## Estratto fornito
%%
The Handmaid's Tale 4: la Recensione dell'Ottavo Episodio di Questa Stagione

Scritto da: Maria Anna CappelleriData di pubblicazione: 

Attenzione: questo articolo contiene spoiler

Ecco la nostra recensione dell'ottavo episodio di The Handmaid's Tale, Testimonianza. Un po' in ritardo, ma comunque sempre in tempo prima della nuova puntata, che ricordiamo sarà la penultima.

Finalmente è arrivato il momento del processo contro i Waterford, il cui riavvicinamento sembra sempre meno di facciata. Negli stessi giorni, June assume di fatto la leadership del gruppo di ascolto tra ex-ancelle e, contrariamente al volere di Moira, porta la discussione - prima improntata sull'elaborazione pacifica dei traumi subiti - su tutto un altro piano, rivendicando il diritto ad essere furiose nei confronti dei loro aguzzini. La reazione simpatetica delle altre ragazze non si fa attendere, complice soprattutto l'arrivo della prima Zia di Emily, Irene, che fa riaffiorare anche nella nostra memoria un evento che, nei primi episodi della serie, lasciò tutti sgomenti.

Parallelamente, la puntata torna a seguire alcune vicende a Gilead: in particolare, rivediamo Zia Lydia, la cui crudeltà è sempre più fuori controllo. Per questo motivo, Comandante Lawrence le suggerisce di trovarsi una valvola di sfogo, e propone a tale scopo Jeanine, che quindi scopriamo essere sopravvissuta al bombardamento di Chicago, ed essere stata catturata dagli Occhi.

June Osborne vs Waterford

"Non sono agitata o spaventata. Non vedo l'ora, ca**o!".
%%
Estratti dei dati di puntamento
%%
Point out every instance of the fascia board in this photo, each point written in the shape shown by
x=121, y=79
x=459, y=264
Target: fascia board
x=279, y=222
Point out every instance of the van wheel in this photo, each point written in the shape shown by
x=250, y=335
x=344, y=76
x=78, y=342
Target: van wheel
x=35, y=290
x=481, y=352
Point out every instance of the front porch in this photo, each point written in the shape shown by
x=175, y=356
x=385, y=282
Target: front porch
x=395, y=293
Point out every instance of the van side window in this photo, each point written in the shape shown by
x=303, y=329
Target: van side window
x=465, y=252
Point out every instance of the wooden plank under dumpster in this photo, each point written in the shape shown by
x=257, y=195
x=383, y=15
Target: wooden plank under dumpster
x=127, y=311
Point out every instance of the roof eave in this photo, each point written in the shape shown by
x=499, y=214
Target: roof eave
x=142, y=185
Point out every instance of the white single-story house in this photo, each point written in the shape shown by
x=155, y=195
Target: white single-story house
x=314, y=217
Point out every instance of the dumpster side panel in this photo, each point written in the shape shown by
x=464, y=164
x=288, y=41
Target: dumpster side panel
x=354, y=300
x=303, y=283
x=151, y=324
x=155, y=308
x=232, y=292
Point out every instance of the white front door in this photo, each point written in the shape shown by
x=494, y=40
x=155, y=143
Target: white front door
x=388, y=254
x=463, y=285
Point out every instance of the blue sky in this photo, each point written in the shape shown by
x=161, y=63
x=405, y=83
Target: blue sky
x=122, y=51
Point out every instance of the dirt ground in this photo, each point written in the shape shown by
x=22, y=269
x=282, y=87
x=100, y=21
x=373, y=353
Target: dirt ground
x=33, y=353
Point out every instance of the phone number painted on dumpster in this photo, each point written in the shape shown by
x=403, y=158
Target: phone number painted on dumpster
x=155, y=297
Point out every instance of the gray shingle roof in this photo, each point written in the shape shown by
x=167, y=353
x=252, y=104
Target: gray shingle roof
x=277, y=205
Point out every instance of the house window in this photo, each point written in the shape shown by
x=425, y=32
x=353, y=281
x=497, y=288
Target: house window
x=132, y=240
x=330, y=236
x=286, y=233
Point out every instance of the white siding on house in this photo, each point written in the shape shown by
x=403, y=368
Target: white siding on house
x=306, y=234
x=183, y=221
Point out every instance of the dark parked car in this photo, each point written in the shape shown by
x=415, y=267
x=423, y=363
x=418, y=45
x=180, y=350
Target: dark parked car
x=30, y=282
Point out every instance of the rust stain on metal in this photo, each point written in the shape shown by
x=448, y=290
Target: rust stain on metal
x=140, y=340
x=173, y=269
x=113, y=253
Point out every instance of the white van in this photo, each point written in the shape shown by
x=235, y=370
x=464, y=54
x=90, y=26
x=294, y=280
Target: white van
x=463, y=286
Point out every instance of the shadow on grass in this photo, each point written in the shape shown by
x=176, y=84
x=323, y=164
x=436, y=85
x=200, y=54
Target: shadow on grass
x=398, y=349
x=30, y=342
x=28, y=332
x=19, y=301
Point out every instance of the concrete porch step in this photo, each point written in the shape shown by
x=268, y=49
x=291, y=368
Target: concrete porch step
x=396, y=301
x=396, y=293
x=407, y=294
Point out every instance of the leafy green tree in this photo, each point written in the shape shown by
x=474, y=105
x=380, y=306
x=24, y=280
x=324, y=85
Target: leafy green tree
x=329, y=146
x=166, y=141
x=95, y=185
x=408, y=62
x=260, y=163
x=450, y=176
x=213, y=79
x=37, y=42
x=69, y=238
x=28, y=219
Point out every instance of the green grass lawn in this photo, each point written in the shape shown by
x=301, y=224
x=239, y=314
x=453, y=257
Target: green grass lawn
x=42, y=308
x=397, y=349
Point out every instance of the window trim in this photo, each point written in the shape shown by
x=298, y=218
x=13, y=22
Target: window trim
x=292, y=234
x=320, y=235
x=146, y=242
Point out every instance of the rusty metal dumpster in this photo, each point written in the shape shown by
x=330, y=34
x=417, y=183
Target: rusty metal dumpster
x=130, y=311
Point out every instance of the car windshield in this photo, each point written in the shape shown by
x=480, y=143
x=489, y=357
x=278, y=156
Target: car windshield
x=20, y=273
%%
## Obiettivo 1
Riscrivi la parte della recensione dell'episodio che comincia con "Parallelamente, la puntata" e prosegue fino a "catturata dagli Occhi.", mettendo "forma di sfogo" al posto di "valvola di sfogo".
## Obiettivo 2
Continua la recensione dell'ottavo episodio di The Handmaid's Tale con il testo che segue l'ultima frase riportata.

## Risposta scritta 1
Parallelamente, la puntata torna a seguire alcune vicende a Gilead: in particolare, rivediamo Zia Lydia, la cui crudeltà è sempre più fuori controllo. Per questo motivo, Comandante Lawrence le suggerisce di trovarsi una forma di sfogo, e propone a tale scopo Jeanine, che quindi scopriamo essere sopravvissuta al bombardamento di Chicago, ed essere stata catturata dagli Occhi.

## Risposta scritta 2
June si mostra determinata di fronte ai giudici, ai giornalisti, al marito e, soprattutto, di fronte a Fred e Serena Waterford. Elisabeth Moss è al centro della scena e, in un monologo lunghissimo nel quale ad un certo punto sembra rivolgersi direttamente a noi, rende la sua testimonianza con contegno e chiarezza.

Considerato il contenuto, il racconto è senza dubbio straziante, ma - sembrerebbe volutamente - privo enfasi e carica emotiva. June appare fredda, talvolta sarcastica. Riporta gli eventi in ordine cronologico con precisione, certo (seppur con qualche voluta omissione), ma anche con un certo distacco che inevitabilmente stranisce.

Inoltre, non assistiamo ad un momento da processo del secolo, con annessa umiliazione schiacciante per i due antagonisti, anzi. Subito June viene messa in difficoltà dalle domande della difesa. È già abbastanza ironico che, uno che ha concepito un sistema in cui le donne non possono neanche leggere, abbia poi scelto una donna come suo avvocato in un processo internazionale. Ma provoca un sorriso molto più amaro il fatto che, come strategia difensiva, l'avvocata abbia scelto la colpevolizzazione della vittima - particolarmente in voga in tutti i procedimenti di violenza contro le donne.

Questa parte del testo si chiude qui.